* Problem
How many lines in the rows below contain the word "rifle"? Reply with the number alone.

## BEGIN Provided entries

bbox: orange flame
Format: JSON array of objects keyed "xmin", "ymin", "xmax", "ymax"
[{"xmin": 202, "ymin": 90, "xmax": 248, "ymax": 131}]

## END Provided entries
## BEGIN Provided entries

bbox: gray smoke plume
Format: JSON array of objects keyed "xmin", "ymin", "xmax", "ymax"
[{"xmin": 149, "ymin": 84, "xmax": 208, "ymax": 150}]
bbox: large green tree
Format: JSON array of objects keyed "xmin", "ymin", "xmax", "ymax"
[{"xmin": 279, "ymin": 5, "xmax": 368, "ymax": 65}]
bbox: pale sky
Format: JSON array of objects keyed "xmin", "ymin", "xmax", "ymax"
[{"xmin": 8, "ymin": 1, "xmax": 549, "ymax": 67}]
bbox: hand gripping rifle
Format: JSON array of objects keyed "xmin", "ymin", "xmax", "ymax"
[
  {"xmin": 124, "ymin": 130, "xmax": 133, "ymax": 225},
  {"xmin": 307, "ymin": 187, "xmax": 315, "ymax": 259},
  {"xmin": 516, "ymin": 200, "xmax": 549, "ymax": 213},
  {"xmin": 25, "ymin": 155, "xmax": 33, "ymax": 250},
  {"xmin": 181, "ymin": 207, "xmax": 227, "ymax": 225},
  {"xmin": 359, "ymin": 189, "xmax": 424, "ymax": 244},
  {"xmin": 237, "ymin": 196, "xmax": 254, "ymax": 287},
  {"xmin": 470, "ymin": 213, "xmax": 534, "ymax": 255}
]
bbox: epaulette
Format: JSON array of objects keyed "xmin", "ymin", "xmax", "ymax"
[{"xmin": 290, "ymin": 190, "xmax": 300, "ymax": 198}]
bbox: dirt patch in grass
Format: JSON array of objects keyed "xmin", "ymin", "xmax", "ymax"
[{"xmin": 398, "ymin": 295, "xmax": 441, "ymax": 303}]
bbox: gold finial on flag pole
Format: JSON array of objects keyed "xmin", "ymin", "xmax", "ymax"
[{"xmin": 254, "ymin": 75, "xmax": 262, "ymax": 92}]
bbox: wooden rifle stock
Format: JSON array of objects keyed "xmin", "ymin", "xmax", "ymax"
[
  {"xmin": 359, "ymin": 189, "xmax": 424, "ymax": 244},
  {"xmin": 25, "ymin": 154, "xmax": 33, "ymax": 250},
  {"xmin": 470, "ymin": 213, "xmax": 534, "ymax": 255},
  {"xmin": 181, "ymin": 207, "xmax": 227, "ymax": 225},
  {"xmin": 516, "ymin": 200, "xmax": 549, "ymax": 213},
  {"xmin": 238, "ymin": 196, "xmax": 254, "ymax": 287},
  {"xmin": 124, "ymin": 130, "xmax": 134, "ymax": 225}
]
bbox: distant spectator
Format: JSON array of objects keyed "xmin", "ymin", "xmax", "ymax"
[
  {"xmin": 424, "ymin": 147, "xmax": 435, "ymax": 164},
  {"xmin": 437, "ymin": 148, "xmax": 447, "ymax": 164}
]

## END Provided entries

* Response below
2